### Instructions to follow
Could you copy out all of the records below exactly, leaving out every picture?
━━ Record set ━━
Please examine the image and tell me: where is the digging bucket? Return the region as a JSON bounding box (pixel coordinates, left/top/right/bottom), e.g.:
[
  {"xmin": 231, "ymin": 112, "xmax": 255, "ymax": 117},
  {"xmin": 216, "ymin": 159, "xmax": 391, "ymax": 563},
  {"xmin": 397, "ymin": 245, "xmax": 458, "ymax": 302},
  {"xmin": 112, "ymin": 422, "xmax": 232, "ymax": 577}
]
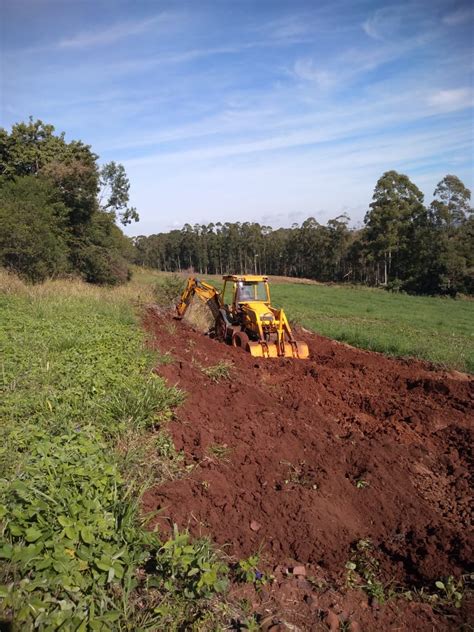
[{"xmin": 247, "ymin": 340, "xmax": 309, "ymax": 359}]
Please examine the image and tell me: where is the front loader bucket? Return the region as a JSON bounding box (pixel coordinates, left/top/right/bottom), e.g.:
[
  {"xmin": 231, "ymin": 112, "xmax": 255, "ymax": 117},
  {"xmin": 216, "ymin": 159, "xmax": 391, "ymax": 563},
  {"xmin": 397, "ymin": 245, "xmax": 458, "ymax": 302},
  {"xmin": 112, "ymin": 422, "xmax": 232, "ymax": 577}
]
[
  {"xmin": 292, "ymin": 341, "xmax": 310, "ymax": 359},
  {"xmin": 247, "ymin": 340, "xmax": 309, "ymax": 359}
]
━━━
### Expected answer
Please examine the image and tell me: where is the digging bucket? Return the region as a JSON bounding box (pixel coordinates, left/top/right/bottom), e.g.:
[
  {"xmin": 231, "ymin": 112, "xmax": 255, "ymax": 117},
  {"xmin": 216, "ymin": 159, "xmax": 391, "ymax": 563},
  {"xmin": 397, "ymin": 245, "xmax": 458, "ymax": 302},
  {"xmin": 112, "ymin": 422, "xmax": 232, "ymax": 577}
]
[{"xmin": 247, "ymin": 340, "xmax": 309, "ymax": 359}]
Please examine the image and tell me: where is the front loader bucket? Return the region as a JSON bounding box (pixel coordinates, left/top/right/bottom), e.g.:
[
  {"xmin": 231, "ymin": 112, "xmax": 255, "ymax": 117},
  {"xmin": 216, "ymin": 159, "xmax": 391, "ymax": 563},
  {"xmin": 397, "ymin": 245, "xmax": 458, "ymax": 302},
  {"xmin": 112, "ymin": 422, "xmax": 232, "ymax": 577}
]
[
  {"xmin": 292, "ymin": 341, "xmax": 310, "ymax": 359},
  {"xmin": 247, "ymin": 340, "xmax": 309, "ymax": 359}
]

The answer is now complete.